## [Dataset extract]
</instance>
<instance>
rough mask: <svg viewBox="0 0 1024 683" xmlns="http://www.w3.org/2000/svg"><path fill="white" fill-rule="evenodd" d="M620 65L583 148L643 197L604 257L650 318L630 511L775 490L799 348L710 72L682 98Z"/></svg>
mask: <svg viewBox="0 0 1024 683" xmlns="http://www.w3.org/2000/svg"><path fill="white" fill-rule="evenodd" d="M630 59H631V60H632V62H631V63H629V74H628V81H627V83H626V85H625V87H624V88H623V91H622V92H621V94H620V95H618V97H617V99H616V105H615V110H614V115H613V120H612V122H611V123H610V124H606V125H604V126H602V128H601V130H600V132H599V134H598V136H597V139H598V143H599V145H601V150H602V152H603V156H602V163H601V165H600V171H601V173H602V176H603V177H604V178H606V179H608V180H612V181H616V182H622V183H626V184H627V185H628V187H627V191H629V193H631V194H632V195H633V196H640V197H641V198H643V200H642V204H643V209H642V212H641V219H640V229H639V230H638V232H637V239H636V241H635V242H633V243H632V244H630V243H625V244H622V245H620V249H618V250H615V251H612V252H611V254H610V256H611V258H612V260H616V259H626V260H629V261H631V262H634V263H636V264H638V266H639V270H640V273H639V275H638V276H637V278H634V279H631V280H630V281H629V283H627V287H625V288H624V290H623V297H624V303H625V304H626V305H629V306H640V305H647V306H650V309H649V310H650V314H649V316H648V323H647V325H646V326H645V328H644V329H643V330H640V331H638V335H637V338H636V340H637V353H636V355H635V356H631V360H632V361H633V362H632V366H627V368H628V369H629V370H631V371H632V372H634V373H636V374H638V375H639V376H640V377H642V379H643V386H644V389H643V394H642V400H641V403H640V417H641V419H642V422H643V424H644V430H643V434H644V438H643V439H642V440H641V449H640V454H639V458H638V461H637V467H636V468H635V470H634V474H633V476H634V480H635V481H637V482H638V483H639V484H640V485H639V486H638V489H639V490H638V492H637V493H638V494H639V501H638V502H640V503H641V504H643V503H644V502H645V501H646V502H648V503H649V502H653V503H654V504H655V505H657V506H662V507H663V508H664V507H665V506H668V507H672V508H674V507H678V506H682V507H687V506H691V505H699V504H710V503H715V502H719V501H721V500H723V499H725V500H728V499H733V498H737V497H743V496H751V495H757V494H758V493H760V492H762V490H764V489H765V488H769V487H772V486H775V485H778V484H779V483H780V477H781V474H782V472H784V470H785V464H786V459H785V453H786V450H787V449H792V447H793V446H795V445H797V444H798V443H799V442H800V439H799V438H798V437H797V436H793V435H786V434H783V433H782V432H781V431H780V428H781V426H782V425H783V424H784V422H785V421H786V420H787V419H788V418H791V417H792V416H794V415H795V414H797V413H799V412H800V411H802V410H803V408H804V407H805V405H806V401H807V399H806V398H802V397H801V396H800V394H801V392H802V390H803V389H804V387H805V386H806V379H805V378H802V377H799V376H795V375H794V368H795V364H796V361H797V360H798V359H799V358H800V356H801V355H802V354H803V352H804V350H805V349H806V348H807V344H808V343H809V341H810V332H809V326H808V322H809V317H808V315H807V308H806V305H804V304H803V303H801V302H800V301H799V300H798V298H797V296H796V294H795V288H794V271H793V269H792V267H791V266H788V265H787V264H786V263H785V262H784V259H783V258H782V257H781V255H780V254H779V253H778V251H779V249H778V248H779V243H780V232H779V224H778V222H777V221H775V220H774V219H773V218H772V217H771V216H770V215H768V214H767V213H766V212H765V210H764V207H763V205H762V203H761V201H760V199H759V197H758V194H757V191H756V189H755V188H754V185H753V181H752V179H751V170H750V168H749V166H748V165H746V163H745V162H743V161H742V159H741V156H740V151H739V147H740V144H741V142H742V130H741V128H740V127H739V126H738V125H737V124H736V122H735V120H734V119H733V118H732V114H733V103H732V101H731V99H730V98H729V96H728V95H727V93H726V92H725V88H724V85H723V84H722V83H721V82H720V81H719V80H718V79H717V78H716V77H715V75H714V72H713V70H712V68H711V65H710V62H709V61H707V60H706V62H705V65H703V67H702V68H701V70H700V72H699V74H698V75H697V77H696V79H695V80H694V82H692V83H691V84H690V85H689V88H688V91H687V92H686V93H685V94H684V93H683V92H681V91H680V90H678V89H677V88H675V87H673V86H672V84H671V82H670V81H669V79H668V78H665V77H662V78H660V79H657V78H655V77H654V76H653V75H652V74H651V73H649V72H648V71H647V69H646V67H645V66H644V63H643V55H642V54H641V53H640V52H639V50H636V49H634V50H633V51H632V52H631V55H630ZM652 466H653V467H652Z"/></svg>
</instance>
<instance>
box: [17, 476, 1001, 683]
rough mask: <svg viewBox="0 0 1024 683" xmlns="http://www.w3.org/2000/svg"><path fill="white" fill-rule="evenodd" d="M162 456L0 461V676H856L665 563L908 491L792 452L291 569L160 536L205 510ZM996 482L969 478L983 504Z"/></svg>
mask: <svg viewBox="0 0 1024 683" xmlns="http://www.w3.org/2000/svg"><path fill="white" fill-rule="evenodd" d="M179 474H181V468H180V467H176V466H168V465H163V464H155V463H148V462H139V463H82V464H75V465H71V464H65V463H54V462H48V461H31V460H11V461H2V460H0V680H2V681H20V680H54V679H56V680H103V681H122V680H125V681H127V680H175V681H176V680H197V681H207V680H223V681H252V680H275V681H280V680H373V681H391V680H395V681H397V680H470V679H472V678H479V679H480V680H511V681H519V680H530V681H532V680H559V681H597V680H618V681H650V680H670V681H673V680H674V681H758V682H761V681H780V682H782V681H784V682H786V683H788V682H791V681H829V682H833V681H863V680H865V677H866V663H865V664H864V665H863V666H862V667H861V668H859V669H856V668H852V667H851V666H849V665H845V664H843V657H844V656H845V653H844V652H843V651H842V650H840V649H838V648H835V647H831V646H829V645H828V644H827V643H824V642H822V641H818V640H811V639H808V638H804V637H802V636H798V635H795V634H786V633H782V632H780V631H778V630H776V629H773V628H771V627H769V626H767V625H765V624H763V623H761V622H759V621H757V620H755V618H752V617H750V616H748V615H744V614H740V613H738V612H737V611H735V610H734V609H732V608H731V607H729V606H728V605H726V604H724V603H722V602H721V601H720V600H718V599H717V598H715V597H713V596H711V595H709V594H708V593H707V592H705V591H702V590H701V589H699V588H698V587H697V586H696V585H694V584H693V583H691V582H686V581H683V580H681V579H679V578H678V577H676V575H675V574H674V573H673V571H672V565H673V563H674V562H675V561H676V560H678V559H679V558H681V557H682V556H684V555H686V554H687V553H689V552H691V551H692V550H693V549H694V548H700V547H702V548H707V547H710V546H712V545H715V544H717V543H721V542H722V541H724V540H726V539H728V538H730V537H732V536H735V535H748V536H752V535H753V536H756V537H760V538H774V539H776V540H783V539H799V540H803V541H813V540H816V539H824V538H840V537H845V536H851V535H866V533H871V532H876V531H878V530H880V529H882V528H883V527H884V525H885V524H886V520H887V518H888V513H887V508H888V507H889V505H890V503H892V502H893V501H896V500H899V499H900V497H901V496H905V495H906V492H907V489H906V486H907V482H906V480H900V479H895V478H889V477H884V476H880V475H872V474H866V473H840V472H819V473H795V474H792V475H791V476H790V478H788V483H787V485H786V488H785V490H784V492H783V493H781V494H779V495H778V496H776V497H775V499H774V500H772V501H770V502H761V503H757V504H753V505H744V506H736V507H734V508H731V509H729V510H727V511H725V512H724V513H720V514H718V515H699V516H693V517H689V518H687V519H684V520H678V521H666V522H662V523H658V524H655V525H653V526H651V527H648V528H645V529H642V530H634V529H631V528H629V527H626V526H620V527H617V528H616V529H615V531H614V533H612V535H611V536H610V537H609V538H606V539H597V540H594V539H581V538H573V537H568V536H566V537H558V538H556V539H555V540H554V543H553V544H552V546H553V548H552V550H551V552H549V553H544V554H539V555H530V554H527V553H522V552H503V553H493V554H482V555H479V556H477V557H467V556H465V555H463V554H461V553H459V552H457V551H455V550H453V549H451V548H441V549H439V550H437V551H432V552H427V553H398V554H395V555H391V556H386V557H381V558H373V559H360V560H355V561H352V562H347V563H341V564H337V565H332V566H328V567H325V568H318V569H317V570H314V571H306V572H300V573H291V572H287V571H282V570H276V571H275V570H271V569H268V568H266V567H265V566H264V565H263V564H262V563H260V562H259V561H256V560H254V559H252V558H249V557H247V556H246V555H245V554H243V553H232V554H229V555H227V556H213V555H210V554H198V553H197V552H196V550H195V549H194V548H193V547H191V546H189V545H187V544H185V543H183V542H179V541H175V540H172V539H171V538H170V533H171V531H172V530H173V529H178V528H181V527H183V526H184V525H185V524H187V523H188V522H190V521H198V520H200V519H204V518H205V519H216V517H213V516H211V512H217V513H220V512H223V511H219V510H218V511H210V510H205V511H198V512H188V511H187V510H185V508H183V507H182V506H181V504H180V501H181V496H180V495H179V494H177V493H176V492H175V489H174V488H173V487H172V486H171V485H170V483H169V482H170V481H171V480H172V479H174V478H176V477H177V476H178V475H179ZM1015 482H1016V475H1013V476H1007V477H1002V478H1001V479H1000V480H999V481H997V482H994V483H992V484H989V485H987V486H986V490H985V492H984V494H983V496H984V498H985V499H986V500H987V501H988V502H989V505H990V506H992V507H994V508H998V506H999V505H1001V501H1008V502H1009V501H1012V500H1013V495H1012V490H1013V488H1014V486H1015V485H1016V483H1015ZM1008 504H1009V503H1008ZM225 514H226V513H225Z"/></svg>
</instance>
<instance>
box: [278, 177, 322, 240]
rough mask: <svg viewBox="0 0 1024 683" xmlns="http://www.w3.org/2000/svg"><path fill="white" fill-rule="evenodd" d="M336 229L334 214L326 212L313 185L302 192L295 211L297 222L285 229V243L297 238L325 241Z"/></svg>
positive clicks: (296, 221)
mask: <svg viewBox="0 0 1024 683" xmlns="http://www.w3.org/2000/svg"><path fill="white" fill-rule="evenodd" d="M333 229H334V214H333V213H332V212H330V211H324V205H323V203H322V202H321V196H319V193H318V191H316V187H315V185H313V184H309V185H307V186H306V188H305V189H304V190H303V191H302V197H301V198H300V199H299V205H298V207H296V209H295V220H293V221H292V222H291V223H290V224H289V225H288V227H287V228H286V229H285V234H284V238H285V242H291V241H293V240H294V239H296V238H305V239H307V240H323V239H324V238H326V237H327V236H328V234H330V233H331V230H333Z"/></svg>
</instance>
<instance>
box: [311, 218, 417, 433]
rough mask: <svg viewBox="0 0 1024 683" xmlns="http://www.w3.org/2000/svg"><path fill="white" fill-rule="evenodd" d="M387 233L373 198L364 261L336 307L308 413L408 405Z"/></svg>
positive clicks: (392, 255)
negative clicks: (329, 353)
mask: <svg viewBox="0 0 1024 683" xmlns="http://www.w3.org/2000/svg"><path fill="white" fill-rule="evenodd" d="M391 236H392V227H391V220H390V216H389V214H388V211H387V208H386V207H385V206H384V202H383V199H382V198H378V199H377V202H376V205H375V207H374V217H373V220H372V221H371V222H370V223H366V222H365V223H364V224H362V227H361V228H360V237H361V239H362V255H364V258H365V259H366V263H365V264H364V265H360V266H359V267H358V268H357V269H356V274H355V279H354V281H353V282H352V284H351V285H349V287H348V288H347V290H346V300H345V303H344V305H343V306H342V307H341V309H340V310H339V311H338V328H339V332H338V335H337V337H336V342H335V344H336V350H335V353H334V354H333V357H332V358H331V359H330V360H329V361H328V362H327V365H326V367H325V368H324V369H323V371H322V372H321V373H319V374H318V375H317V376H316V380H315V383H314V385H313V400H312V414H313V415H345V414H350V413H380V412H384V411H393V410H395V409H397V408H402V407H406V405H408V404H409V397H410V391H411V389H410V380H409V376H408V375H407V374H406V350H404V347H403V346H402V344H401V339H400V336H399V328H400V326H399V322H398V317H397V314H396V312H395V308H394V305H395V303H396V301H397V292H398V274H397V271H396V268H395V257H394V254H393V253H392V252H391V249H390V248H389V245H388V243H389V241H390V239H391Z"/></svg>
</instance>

## [Directions]
Write out, from the lines above, only those from the line with "box: [311, 218, 417, 433]" to the line with "positive clicks: (392, 255)", exactly as given, including the first and the last.

## [Answer to this task]
box: [311, 218, 417, 433]
rough mask: <svg viewBox="0 0 1024 683" xmlns="http://www.w3.org/2000/svg"><path fill="white" fill-rule="evenodd" d="M387 233L373 198L364 261L336 307L308 413L408 405Z"/></svg>
positive clicks: (392, 255)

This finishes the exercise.